▸ **Vorliegender Text**:

Trotzdem der Gedanke an die Pandemie. Ist es klug, derzeit bei einer Kundgebung dabei zu sein? Der diesjährige Pride-Sommer war wegen COVID-19 anders: die meisten Paraden wurden abgesagt und durch online-Veranstaltungen ersetzt, um eine weitere Ausbreitung der Krankheit zu verhindern. Selbst wenn dies ein großer Verlust für unsere Community darstellt, ist die Entscheidung nicht sinnvoll? Maske hin, Mindestabstand her. „Aber deshalb nicht weniger bunt“ – so die Ansage der Veranstalter. Da fallen mir spontan die alljährlich wiederkehrenden Diskussionen in den sozialen Medien zum Thema Fetisch und Kink bei Pride-Paraden ein. Die einen vertreten den Standpunkt, dass das Tragen von Fetisch-Kleidung und das zum Ausdruck bringen der eigenen Sexualität nicht in die Öffentlichkeit gehöre und sich anwesende Mitmenschen und Kinder dadurch unwohl fühlen oder ihnen gar Schaden zustößt. Dies mag an der leider noch verbreiteten Meinung der Gesellschaft liegen, dass Sex im öffentlichen Kontext von Natur aus schädlich und deshalb tabu sei.
Die anderen vertreten die Ansicht, dass die Leder- und SM-Szene in der LGBTQ+-Bewegung eine lange Geschichte hat, Ausdruck der queeren Kultur und Sexualität darstellt und dadurch ihren Platz in jeder Pride-Parade verdient. Lange genug wurden unsere Vorlieben seitens der Psychiatrie als eine krankhafte Triebstörung eingeschätzt. Gerade deshalb brauchen wir uns auch in der Öffentlichkeit nicht der CIS-Heteronormativität zu unterwerfen und nicht zu verstecken, sondern können stolz darauf sein, wer wir sind und für was wir stehen – in unserer gesamten Vielfalt.

(Gespeicherte Dateneinträge)
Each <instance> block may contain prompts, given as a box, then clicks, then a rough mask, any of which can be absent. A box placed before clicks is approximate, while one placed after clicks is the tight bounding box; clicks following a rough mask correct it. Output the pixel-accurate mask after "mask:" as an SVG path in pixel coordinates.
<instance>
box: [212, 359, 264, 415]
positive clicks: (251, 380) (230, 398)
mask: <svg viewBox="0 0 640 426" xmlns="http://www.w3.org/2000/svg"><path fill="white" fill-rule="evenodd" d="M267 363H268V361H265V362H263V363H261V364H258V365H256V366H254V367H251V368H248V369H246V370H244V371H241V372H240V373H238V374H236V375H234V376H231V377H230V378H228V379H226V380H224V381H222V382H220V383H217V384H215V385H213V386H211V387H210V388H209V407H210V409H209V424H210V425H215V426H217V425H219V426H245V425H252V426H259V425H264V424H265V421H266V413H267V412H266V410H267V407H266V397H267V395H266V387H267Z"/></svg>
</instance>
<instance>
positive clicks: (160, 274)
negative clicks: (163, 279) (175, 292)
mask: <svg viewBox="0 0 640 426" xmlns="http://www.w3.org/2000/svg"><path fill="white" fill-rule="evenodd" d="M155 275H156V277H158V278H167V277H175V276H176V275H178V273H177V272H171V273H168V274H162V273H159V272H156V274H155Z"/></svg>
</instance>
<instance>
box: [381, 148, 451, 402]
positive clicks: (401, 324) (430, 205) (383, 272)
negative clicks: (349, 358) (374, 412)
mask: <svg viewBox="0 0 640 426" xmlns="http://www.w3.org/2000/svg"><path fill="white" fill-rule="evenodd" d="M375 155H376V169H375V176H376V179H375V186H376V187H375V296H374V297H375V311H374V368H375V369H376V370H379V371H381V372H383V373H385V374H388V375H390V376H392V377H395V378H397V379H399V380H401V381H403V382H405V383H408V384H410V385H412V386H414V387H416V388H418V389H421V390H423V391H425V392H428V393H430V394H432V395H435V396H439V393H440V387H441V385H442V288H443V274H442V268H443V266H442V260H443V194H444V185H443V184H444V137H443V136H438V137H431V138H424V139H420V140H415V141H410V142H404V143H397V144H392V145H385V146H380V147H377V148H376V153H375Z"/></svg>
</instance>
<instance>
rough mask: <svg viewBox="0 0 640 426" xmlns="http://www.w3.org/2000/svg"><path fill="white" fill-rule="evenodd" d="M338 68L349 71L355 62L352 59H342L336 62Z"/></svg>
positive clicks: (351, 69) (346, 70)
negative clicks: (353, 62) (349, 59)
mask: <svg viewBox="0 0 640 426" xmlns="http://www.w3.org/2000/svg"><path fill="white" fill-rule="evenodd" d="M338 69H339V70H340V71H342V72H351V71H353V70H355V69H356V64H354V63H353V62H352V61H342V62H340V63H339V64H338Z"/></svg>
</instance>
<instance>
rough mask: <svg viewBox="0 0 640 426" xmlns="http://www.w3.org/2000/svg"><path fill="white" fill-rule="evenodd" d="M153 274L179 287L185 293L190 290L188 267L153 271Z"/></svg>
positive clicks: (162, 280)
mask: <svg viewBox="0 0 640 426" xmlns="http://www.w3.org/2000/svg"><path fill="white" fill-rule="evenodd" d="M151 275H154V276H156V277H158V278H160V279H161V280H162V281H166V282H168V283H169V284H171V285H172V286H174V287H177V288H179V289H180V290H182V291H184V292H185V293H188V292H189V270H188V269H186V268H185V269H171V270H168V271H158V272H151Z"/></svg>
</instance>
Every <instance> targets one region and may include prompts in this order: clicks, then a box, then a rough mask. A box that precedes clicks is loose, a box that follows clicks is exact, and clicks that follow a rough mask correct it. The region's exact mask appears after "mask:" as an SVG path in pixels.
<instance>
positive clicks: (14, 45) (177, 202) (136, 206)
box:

==

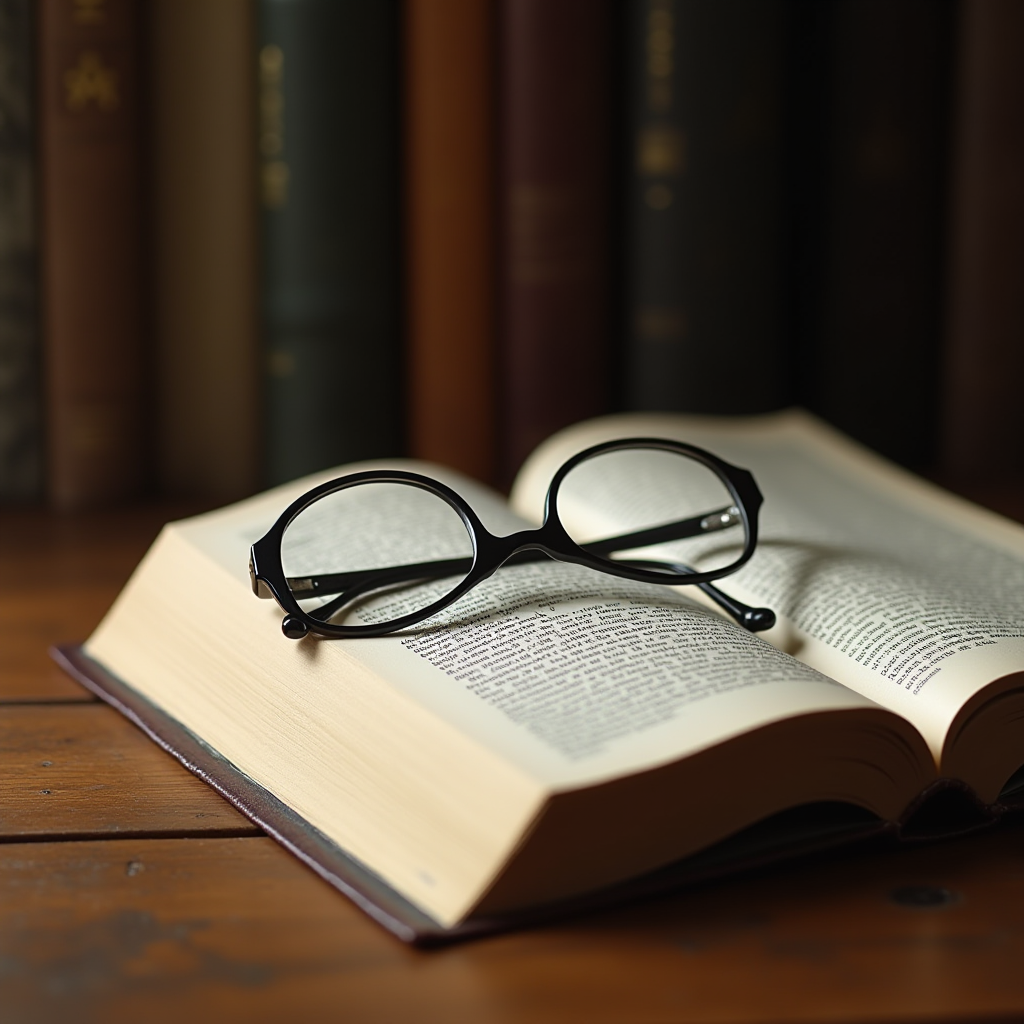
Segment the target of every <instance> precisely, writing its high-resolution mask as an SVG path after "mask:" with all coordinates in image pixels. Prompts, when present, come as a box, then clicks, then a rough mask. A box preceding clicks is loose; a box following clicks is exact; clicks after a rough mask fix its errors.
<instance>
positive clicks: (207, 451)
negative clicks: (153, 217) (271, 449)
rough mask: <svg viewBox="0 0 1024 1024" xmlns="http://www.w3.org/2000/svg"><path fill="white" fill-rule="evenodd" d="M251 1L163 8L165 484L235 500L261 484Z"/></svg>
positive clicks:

* * *

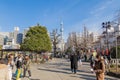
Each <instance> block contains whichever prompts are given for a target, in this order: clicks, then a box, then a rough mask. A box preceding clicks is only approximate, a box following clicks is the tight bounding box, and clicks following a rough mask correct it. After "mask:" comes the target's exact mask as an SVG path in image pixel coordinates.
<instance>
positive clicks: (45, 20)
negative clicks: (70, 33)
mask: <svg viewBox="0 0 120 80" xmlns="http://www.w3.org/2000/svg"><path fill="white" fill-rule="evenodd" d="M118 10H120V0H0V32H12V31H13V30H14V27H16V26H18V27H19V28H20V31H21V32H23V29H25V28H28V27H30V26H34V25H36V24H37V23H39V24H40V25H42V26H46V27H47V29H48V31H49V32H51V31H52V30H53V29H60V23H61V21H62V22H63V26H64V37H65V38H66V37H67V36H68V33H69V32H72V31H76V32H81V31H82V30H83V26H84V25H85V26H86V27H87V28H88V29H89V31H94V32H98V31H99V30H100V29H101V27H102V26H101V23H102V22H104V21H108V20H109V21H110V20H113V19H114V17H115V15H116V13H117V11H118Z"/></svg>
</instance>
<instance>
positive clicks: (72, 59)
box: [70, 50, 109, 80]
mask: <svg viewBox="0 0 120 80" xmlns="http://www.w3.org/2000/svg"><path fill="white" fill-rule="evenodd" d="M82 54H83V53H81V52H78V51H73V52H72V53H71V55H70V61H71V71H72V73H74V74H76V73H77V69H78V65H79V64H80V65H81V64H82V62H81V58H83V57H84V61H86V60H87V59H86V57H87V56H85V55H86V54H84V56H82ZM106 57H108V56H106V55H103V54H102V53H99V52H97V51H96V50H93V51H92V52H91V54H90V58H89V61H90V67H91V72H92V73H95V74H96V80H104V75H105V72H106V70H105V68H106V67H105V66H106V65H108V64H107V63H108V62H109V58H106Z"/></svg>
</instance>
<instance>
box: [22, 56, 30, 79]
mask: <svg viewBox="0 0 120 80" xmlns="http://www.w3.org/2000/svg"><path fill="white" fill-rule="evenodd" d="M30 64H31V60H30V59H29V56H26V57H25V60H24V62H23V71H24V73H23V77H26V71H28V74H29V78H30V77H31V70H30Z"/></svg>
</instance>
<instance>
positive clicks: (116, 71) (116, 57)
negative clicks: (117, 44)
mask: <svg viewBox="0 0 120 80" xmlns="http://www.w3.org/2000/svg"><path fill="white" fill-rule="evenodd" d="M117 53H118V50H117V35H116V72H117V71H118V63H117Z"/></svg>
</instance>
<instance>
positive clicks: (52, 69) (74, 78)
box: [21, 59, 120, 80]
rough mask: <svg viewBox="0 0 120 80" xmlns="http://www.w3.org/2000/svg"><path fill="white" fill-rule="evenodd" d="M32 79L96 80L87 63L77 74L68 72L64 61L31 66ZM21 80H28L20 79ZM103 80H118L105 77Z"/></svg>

▸ **Zu lösende Aufgaben**:
a: Stimmen die folgenden Aussagen mit dem Text über Fetisch bei Pride-Paraden überein? Antworte jeweils mit Ja oder Nein und zitiere die entscheidenden Worte.
(i) Wegen COVID-19 fielen die meisten Paraden aus.
(ii) Nach der zweiten Ansicht ist die Leder- und SM-Szene eine junge Erscheinung in der LGBTQ+-Bewegung.
(iii) Die Veranstalter kündigten an, es werde weniger bunt zugehen.
b: Beantworte diese Fragen zum Text über Fetisch bei Pride-Paraden:
(i) Wodurch wurden die meisten Paraden ersetzt?
(ii) Wo finden die alljährlich wiederkehrenden Diskussionen zum Thema Fetisch und Kink statt?
(iii) Als was wurden die Vorlieben seitens der Psychiatrie eingeschätzt?
c: Schreibe den Text über Fetisch bei Pride-Paraden nach seinem letzten Satz weiter.

▸ **Gelöste Aufgaben**:
a:
(i) Ja: „die meisten Paraden wurden abgesagt und durch online-Veranstaltungen ersetzt“
(ii) Nein: „dass die Leder- und SM-Szene in der LGBTQ+-Bewegung eine lange Geschichte hat“
(iii) Nein: „Aber deshalb nicht weniger bunt“

b:
(i) Durch online-Veranstaltungen.
(ii) In den sozialen Medien.
(iii) Als eine krankhafte Triebstörung.

c:
Eine CSD Parade ist für queere Menschen jeden Alters, jeder sexuellen Zugehörigkeit und aller Vorleiben und Neigungen da. Wir marschieren und protestieren miteinander, ungeachtet der Unterschiede, wie uns prägen. Dafür braucht es wahrlich keine sexuellen Handlungen in der Öffentlichkeit. Ich zwinge niemanden dazu, an meinem Fetisch teilzunehmen. Genauso wenig werde ich von anderen gezwungen, ihre Vorlieben zu teilen. Wir dürfen so sein, wie wir sind, und vor allem auch, wie es uns glücklich macht.
Die derzeit herrschende virtuelle Blase mag zwar überbrücken, nicht aber ersetzen. Auch wenn die Corona-Ampel für Graz zwischenzeitlich auf gelb gestellt ist, und damit in der versprochenen Buntheit der Tupfen schwarz und grau nicht fehlt, habe ich das erste Mal seit vielen Wochen wieder mein Leder in der Öffentlichkeit getragen, meine Leather-Pride Fahne gehisst und stolz marschiert und demonstriert. Für unsere Community, für das Bewusstsein von Fetisch und Kink, für die Andersartigkeit, gegen Hass und Diskriminierung und ohne jemanden damit zu schädigen oder Unwohlsein zu verursachen. Mit meinem Mund-Nasenschutz aus Leder, mit Mindestabstand. Denn jede Gelegenheit, Gesicht zu zeigen und für das Einzustehen, was uns und unser Leben prägt, ist trotz Pandemie wertvoll und sollte genutzt werden. Als Kompromiss für mich selbst gab es das anschließende Gläschen Glitzer-Prosecco dann eben zu Hause statt beim Pride-Picknick.